___ ROWS ___

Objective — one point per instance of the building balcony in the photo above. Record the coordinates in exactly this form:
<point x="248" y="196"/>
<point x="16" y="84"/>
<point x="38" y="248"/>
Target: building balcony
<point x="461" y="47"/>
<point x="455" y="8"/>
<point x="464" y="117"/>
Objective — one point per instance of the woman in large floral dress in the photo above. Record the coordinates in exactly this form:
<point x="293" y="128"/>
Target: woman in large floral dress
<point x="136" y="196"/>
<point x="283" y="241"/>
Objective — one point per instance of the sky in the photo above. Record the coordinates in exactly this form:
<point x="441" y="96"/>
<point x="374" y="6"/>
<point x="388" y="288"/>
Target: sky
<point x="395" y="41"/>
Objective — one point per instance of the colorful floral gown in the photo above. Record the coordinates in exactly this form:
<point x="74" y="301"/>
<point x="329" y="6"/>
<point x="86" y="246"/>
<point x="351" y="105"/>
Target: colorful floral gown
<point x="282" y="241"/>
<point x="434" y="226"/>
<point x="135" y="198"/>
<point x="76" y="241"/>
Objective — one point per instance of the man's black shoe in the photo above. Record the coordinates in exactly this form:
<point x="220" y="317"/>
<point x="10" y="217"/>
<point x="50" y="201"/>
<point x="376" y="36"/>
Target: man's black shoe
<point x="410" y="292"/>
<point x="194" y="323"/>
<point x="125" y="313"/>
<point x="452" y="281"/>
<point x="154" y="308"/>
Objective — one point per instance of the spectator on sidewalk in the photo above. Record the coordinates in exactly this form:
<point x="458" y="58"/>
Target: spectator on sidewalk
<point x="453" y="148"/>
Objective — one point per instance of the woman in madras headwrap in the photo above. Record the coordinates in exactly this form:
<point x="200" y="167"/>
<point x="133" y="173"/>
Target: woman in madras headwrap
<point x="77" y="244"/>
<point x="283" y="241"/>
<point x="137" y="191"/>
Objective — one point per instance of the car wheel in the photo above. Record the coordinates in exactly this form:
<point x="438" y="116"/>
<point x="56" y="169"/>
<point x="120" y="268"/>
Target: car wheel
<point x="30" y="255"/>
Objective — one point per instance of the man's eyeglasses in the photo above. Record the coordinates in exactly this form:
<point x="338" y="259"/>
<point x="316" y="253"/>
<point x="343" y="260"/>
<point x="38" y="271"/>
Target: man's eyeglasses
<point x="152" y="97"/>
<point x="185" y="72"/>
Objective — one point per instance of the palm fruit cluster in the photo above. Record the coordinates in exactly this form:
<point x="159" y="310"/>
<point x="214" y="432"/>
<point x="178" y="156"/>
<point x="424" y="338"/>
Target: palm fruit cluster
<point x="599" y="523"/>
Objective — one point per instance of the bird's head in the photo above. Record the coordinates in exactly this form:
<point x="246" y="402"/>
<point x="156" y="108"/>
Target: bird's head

___

## TASK DESCRIPTION
Convert the stored records above into a JSON list of strings with one string per line, skipping any blank lines.

## TASK RESULT
[
  "Objective — one point per instance of the building balcony in the photo above. Record the coordinates in exactly this form:",
  "<point x=\"248\" y=\"196\"/>",
  "<point x=\"16\" y=\"84\"/>",
  "<point x=\"38\" y=\"248\"/>",
  "Target: building balcony",
  "<point x=\"461\" y=\"47\"/>",
  "<point x=\"455\" y=\"8\"/>",
  "<point x=\"464\" y=\"117\"/>",
  "Objective — one point per instance of the woman in large floral dress in the photo above. Record the coordinates in exactly this form:",
  "<point x=\"293\" y=\"128\"/>",
  "Target: woman in large floral dress",
  "<point x=\"136\" y=\"196\"/>",
  "<point x=\"283\" y=\"241\"/>",
  "Objective — one point per instance of the sky in the photo above. Record the coordinates in exactly this form:",
  "<point x=\"441\" y=\"96\"/>",
  "<point x=\"374\" y=\"6\"/>",
  "<point x=\"388\" y=\"288\"/>",
  "Target: sky",
  "<point x=\"395\" y=\"41\"/>",
  "Objective — one point per instance of the colorful floral gown in the photo above. Record the coordinates in exactly this form:",
  "<point x=\"74\" y=\"301\"/>",
  "<point x=\"329\" y=\"6\"/>",
  "<point x=\"86\" y=\"246\"/>",
  "<point x=\"351\" y=\"105\"/>",
  "Target: colorful floral gown",
  "<point x=\"282\" y=\"241\"/>",
  "<point x=\"434\" y=\"226\"/>",
  "<point x=\"135\" y=\"198\"/>",
  "<point x=\"76\" y=\"241\"/>",
  "Objective — one point per instance of the man's black shoe in the photo above. Record the coordinates in exactly this form:",
  "<point x=\"220\" y=\"317\"/>",
  "<point x=\"10\" y=\"217\"/>",
  "<point x=\"50\" y=\"201\"/>",
  "<point x=\"376\" y=\"36\"/>",
  "Target: man's black shoe",
  "<point x=\"410\" y=\"292\"/>",
  "<point x=\"194\" y=\"323\"/>",
  "<point x=\"125\" y=\"313\"/>",
  "<point x=\"452\" y=\"281\"/>",
  "<point x=\"154\" y=\"308\"/>",
  "Objective — one point per instance of the spectator on sidewalk in the photo above. Record the coordinates in exactly this form:",
  "<point x=\"458\" y=\"58\"/>",
  "Target: spectator on sidewalk",
  "<point x=\"453\" y=\"148\"/>",
  "Objective — one point per instance of the woman in madras headwrap in the photo above. Record the coordinates in exactly this form:",
  "<point x=\"200\" y=\"167\"/>",
  "<point x=\"133\" y=\"173\"/>",
  "Target: woman in madras headwrap",
  "<point x=\"77\" y=\"244\"/>",
  "<point x=\"283\" y=\"241\"/>",
  "<point x=\"137\" y=\"191\"/>",
  "Objective — one point per instance of the car wheel in the photo above. Record the coordinates in exactly this form:",
  "<point x=\"438\" y=\"116\"/>",
  "<point x=\"56\" y=\"169\"/>",
  "<point x=\"120\" y=\"268\"/>",
  "Target: car wheel",
  "<point x=\"30\" y=\"255\"/>",
  "Objective — one point per instance of the man's eyeglasses in the photo above. Record the coordinates in exactly this form:",
  "<point x=\"338\" y=\"259\"/>",
  "<point x=\"316\" y=\"253\"/>",
  "<point x=\"343\" y=\"260\"/>",
  "<point x=\"38\" y=\"271\"/>",
  "Target: man's eyeglasses",
  "<point x=\"152\" y=\"97\"/>",
  "<point x=\"185\" y=\"72\"/>",
  "Objective — one point per instance of the palm fruit cluster in the photo above. Record the coordinates in exactly this form:",
  "<point x=\"159\" y=\"310\"/>",
  "<point x=\"214\" y=\"432\"/>",
  "<point x=\"178\" y=\"156\"/>",
  "<point x=\"424\" y=\"338\"/>",
  "Target: palm fruit cluster",
  "<point x=\"599\" y=\"523\"/>",
  "Objective — one point per instance of the bird's head in the photo above. Record the coordinates in exactly this form:",
  "<point x=\"246\" y=\"402\"/>",
  "<point x=\"156\" y=\"108\"/>",
  "Target: bird's head"
]